Translate page with Google

Story Publication logo December 27, 2021

South Florida Police Widely Use Facial Recognition, yet Resist Policies To Curb Abuse. That’s a Problem for People of Color.

Author:
collage of individuals identified by facial recognition software on security cam footage in public
English

As police AI surveillance tech expands, what's the impact for minority communities?

SECTIONS
Video camera footage compilation
Facial recognition software often relies on grainy still shots pulled off security cam footage, known as “wild” images, or “faces in motion in the real world,” such as these examples from a Pinellas County Sheriff’s Office training presentation. Image by Pinellas County Sheriff’s Office. United States, 2021.

In South Florida, failure to buckle a seatbelt can be enough for police to run a person through a facial recognition database. So can harvesting saw palmetto berries while trespassing on protected lands. Or being accused of stealing plants from a garden store. Or planning a peaceful Black Lives Matter protest against police brutality.

Despite a rising national trend to limit or ban the use of facial recognition — especially related to minorities, misdemeanors, and First Amendment activities — police agencies in South Florida widely deploy the troubled technology on residents via one of the nation’s oldest and largest image databases, Face Analysis Comparison & Examination System, or FACES.

And in two major police agencies, the majority of those Floridians are Black, according to a year-long Pulitzer Center-South Florida Sun Sentinel investigative project.

A review of thousands of images in which race was identified revealed that about 80% of scans by the Broward Sheriff’s Office and nearly 60% run by the Palm Beach County Sheriff’s Office involved Black individuals. Such rates exceed the region’s Black population and rates of arrest.

It’s a striking paradox: A technology that federal studies have shown misidentifies African Americans at higher rates is being used more often on people who are Black.

Critics say facial recognition is not ready for prime time, and that usage in communities of color, especially, poses risks to privacy, civil rights and liberties. Some compare expanding police use to a prison-like “panopticon,” an all-seeing surveillance network in the real world.

**DIRECTION A**
Answer from the facial recognition article:
(i) What does the acronym FACES stand for?
(ii) About what percentage of the Broward Sheriff's Office scans involved Black individuals?
(iii) What do some critics compare expanding police use of the technology to?
**DIRECTION B**
Restate word for word the part of the facial recognition article from "Story Publication logo" up to and including "United States, 2021.".

**SOURCE MATERIAL**
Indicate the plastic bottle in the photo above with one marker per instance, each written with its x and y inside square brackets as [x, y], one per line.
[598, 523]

**TASK RESPONSE A**
(i) Face Analysis Comparison & Examination System
(ii) About 80%
(iii) A prison-like "panopticon," an all-seeing surveillance network in the real world

**TASK RESPONSE B**
Story Publication logo December 27, 2021

South Florida Police Widely Use Facial Recognition, yet Resist Policies To Curb Abuse. That’s a Problem for People of Color.

Author:
collage of individuals identified by facial recognition software on security cam footage in public
English

As police AI surveillance tech expands, what's the impact for minority communities?

SECTIONS
Video camera footage compilation
Facial recognition software often relies on grainy still shots pulled off security cam footage, known as “wild” images, or “faces in motion in the real world,” such as these examples from a Pinellas County Sheriff’s Office training presentation. Image by Pinellas County Sheriff’s Office. United States, 2021.